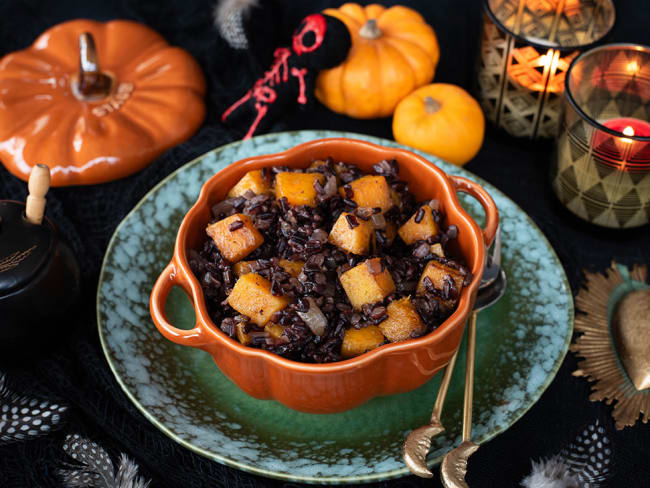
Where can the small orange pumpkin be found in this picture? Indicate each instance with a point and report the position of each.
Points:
(393, 52)
(441, 119)
(92, 124)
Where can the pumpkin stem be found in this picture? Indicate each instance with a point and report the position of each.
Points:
(370, 30)
(91, 84)
(431, 105)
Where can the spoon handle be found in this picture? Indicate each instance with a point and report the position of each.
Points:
(469, 378)
(442, 391)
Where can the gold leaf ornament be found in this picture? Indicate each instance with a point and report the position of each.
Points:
(615, 340)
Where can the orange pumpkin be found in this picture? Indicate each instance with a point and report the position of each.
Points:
(95, 114)
(393, 52)
(441, 119)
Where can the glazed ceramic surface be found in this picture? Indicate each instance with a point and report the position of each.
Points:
(333, 387)
(155, 102)
(520, 345)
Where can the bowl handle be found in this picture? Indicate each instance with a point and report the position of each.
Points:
(168, 278)
(491, 213)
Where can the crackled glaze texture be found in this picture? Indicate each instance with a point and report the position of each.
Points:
(520, 345)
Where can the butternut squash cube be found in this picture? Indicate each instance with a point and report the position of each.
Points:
(370, 192)
(355, 238)
(235, 236)
(403, 321)
(253, 181)
(251, 296)
(436, 272)
(297, 187)
(413, 231)
(292, 267)
(358, 341)
(367, 283)
(317, 163)
(274, 330)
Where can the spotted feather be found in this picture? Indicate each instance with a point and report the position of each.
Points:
(22, 417)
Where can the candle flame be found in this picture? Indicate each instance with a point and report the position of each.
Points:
(628, 131)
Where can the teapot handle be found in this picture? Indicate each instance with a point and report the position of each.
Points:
(169, 278)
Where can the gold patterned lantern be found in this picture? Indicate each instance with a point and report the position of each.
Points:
(526, 49)
(601, 168)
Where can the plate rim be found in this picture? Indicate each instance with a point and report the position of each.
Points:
(365, 478)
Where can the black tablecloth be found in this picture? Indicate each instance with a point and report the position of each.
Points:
(77, 373)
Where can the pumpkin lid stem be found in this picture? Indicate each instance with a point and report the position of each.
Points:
(92, 84)
(431, 105)
(370, 30)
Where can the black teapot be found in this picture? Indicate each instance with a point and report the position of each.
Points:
(39, 274)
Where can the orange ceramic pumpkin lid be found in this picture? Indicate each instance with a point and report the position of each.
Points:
(96, 101)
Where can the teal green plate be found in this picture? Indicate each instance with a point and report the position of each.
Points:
(521, 343)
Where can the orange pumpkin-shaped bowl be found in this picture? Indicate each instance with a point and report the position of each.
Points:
(332, 387)
(96, 111)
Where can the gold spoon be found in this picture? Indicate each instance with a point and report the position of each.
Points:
(418, 442)
(454, 464)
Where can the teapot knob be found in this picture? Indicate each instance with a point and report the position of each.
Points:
(39, 184)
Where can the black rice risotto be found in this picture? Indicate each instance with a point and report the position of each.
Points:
(326, 263)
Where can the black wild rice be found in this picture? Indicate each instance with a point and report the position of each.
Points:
(301, 233)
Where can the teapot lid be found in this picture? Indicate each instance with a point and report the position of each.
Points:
(25, 248)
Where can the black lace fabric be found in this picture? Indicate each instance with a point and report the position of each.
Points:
(75, 372)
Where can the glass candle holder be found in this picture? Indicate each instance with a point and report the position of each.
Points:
(601, 169)
(526, 49)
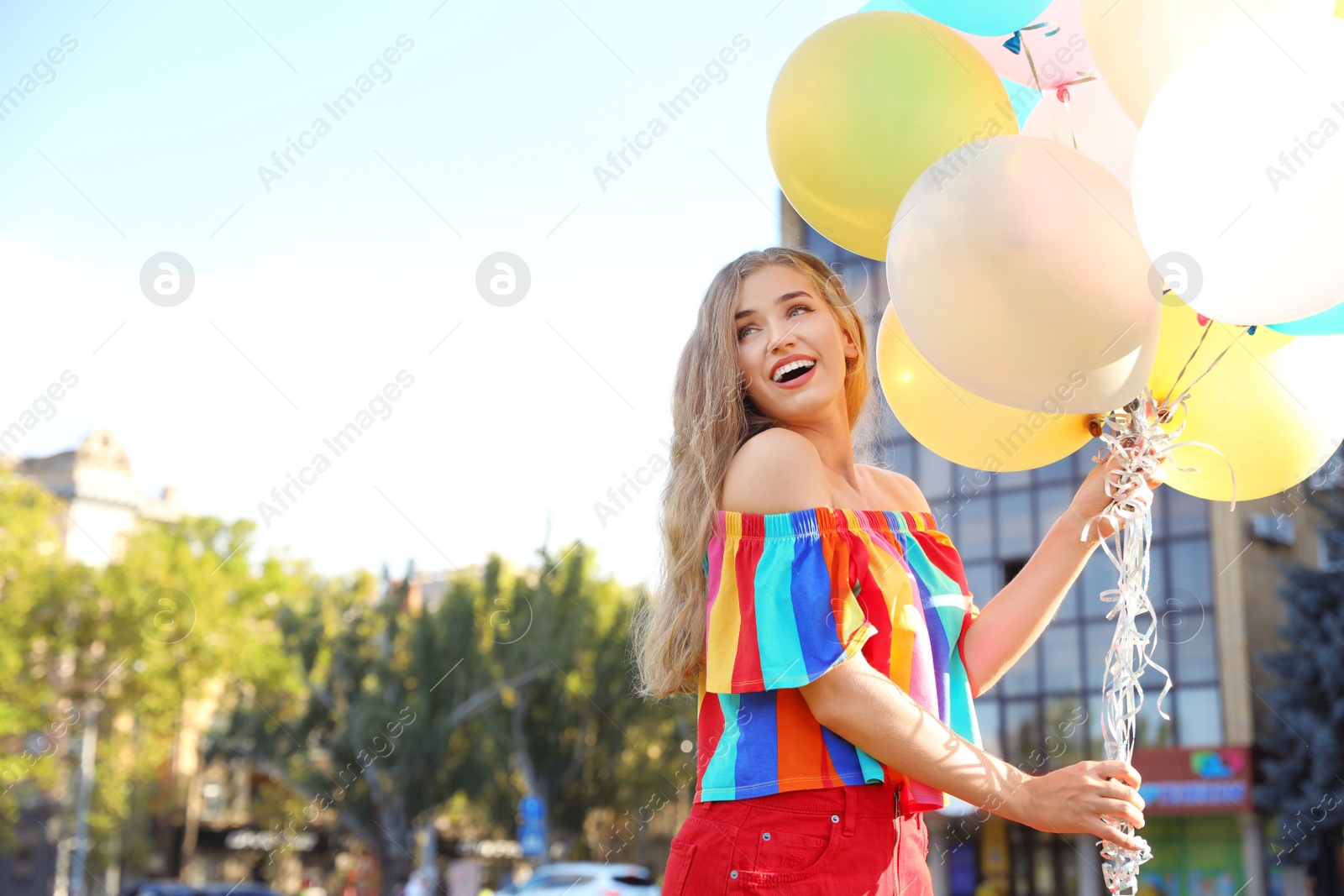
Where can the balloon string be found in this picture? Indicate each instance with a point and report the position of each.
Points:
(1216, 359)
(1203, 335)
(1139, 439)
(1016, 45)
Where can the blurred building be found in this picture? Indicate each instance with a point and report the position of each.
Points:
(100, 500)
(1215, 586)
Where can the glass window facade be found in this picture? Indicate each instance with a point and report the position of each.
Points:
(998, 520)
(999, 526)
(1046, 712)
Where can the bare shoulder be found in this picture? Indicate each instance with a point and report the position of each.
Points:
(900, 490)
(776, 472)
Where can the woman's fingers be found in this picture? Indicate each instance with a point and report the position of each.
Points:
(1116, 836)
(1117, 768)
(1122, 792)
(1124, 810)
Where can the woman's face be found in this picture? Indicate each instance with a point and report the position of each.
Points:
(790, 347)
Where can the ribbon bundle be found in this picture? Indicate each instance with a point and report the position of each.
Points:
(1137, 437)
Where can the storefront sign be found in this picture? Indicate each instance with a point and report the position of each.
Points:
(1179, 781)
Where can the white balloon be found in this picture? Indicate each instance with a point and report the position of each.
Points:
(1240, 172)
(1016, 269)
(1095, 120)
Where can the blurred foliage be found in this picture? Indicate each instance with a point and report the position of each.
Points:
(369, 710)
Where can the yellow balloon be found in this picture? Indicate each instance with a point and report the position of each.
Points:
(864, 107)
(961, 426)
(1272, 406)
(1139, 43)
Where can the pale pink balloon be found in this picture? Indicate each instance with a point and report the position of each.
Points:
(1058, 60)
(1102, 128)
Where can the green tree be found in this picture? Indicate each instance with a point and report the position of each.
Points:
(577, 736)
(376, 735)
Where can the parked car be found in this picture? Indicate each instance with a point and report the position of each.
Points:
(591, 879)
(156, 888)
(179, 888)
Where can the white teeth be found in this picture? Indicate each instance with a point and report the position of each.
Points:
(790, 365)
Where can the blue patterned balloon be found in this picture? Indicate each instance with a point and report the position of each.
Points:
(972, 16)
(1328, 322)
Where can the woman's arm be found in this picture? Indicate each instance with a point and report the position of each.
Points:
(873, 712)
(1012, 621)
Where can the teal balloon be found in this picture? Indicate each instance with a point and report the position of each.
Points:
(1328, 322)
(972, 16)
(1023, 100)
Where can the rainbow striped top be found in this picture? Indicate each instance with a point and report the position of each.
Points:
(792, 595)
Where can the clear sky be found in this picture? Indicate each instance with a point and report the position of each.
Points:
(140, 128)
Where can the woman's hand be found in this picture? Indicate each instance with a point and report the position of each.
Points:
(1092, 497)
(1073, 799)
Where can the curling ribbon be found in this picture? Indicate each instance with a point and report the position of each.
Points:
(1140, 439)
(1016, 46)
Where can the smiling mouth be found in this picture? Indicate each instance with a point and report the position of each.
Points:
(793, 371)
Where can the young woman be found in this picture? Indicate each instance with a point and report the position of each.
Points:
(823, 620)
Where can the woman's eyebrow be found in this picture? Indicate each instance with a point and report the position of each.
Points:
(780, 298)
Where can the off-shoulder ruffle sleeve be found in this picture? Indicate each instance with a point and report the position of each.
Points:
(780, 609)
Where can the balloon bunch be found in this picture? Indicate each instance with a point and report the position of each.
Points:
(1175, 211)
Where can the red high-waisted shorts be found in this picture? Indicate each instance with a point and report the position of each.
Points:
(830, 841)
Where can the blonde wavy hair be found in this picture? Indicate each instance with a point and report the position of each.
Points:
(712, 417)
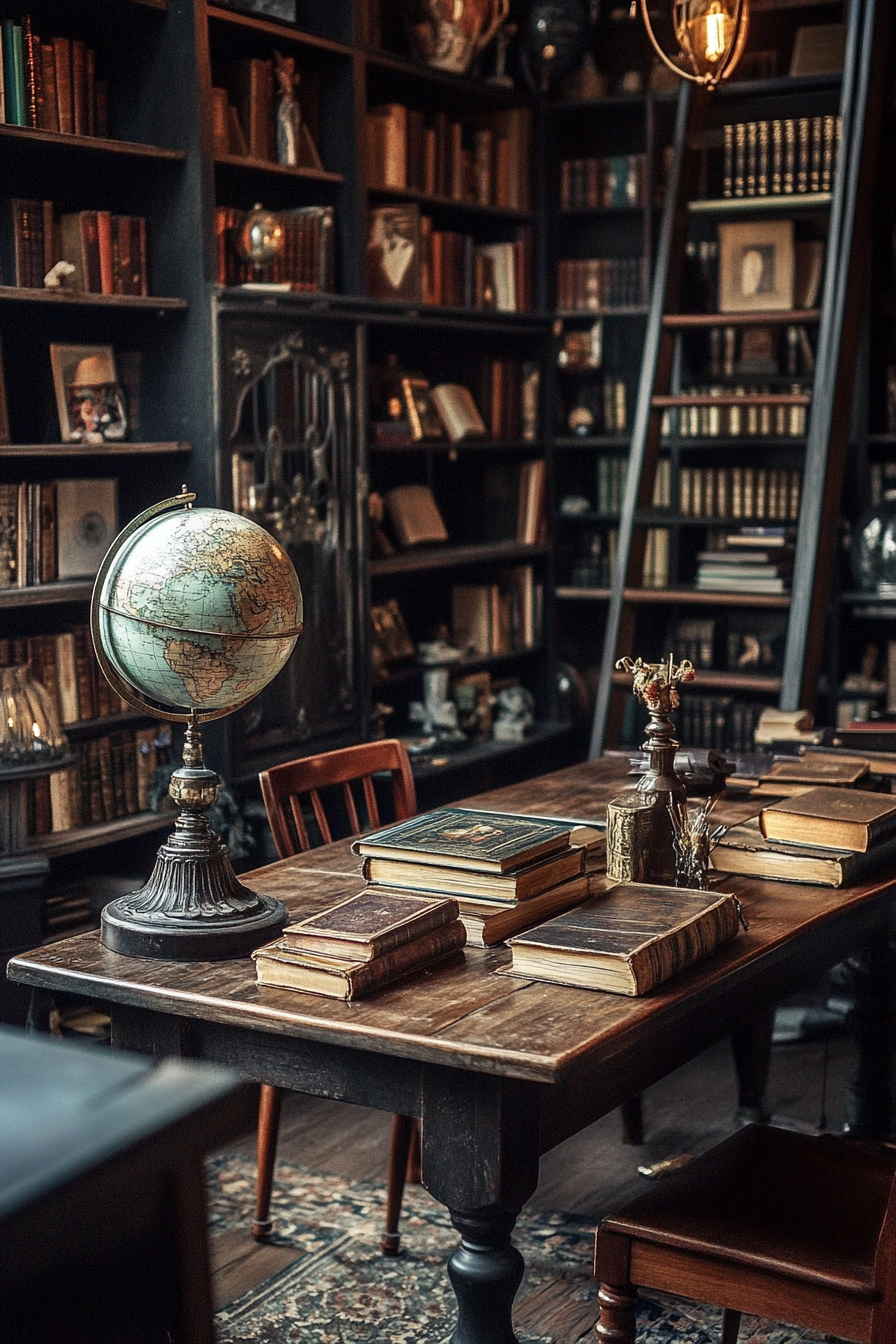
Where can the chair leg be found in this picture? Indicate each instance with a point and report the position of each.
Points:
(267, 1135)
(730, 1325)
(632, 1116)
(399, 1149)
(617, 1323)
(414, 1175)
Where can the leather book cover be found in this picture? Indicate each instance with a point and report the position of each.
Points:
(370, 924)
(485, 842)
(837, 819)
(335, 977)
(628, 940)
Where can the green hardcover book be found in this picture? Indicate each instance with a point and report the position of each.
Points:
(626, 941)
(453, 837)
(370, 924)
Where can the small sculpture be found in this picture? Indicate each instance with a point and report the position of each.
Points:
(289, 116)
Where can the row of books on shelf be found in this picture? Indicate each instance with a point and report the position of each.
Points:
(108, 252)
(246, 121)
(747, 563)
(410, 261)
(50, 85)
(481, 159)
(305, 260)
(785, 156)
(55, 530)
(754, 420)
(67, 668)
(594, 183)
(109, 782)
(597, 284)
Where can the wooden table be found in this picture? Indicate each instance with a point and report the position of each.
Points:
(499, 1070)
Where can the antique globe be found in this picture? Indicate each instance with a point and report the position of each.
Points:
(194, 612)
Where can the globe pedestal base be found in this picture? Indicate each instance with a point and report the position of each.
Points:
(194, 907)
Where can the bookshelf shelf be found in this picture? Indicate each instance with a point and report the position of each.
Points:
(106, 832)
(93, 449)
(456, 557)
(449, 203)
(32, 140)
(760, 204)
(47, 594)
(280, 31)
(265, 165)
(14, 295)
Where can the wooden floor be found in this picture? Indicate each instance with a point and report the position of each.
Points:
(589, 1175)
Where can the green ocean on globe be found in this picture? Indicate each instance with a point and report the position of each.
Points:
(200, 609)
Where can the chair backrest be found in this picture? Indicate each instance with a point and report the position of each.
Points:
(285, 786)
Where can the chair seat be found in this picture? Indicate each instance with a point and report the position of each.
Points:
(806, 1207)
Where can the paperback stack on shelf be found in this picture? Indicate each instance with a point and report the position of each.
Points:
(362, 944)
(507, 872)
(750, 562)
(626, 941)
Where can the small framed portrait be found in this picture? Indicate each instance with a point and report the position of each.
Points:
(419, 410)
(89, 397)
(756, 266)
(394, 253)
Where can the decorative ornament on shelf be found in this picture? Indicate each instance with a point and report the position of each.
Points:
(194, 612)
(640, 827)
(711, 35)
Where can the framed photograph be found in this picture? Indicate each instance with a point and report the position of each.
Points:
(419, 410)
(756, 266)
(89, 398)
(394, 253)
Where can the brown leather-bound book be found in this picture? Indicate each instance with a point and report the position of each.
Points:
(62, 54)
(335, 977)
(78, 89)
(504, 887)
(837, 819)
(104, 252)
(49, 105)
(370, 924)
(626, 941)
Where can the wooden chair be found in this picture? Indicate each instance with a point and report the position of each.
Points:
(789, 1226)
(285, 788)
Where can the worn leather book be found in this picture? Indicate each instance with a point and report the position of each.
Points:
(509, 887)
(454, 837)
(837, 819)
(810, 772)
(746, 851)
(370, 924)
(626, 941)
(277, 964)
(489, 922)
+ + + + + + +
▶ _What you should do_
Starting at the line with "Where can the framed", copy every line up to and including the last one in the entries above.

▶ _Solution to this task_
Where can the framed photograph be found in this picture? Indicate each instance with a point and report the position of each.
Points:
(419, 410)
(756, 266)
(89, 398)
(394, 253)
Where can the brown leather-bound book be found in this picture? Indicate each instance with a point and report the position of each.
Points:
(62, 54)
(335, 977)
(78, 89)
(504, 887)
(837, 819)
(104, 252)
(49, 105)
(370, 924)
(626, 941)
Where can the wooden chair be found in this picture? Indicate each instance with a point and report the position of each.
Points:
(789, 1226)
(285, 788)
Where can the worn leather book be found in this picture? Indicate each instance with a point and report the position of each.
Points:
(509, 887)
(454, 837)
(837, 819)
(810, 772)
(746, 851)
(370, 924)
(626, 941)
(277, 964)
(489, 922)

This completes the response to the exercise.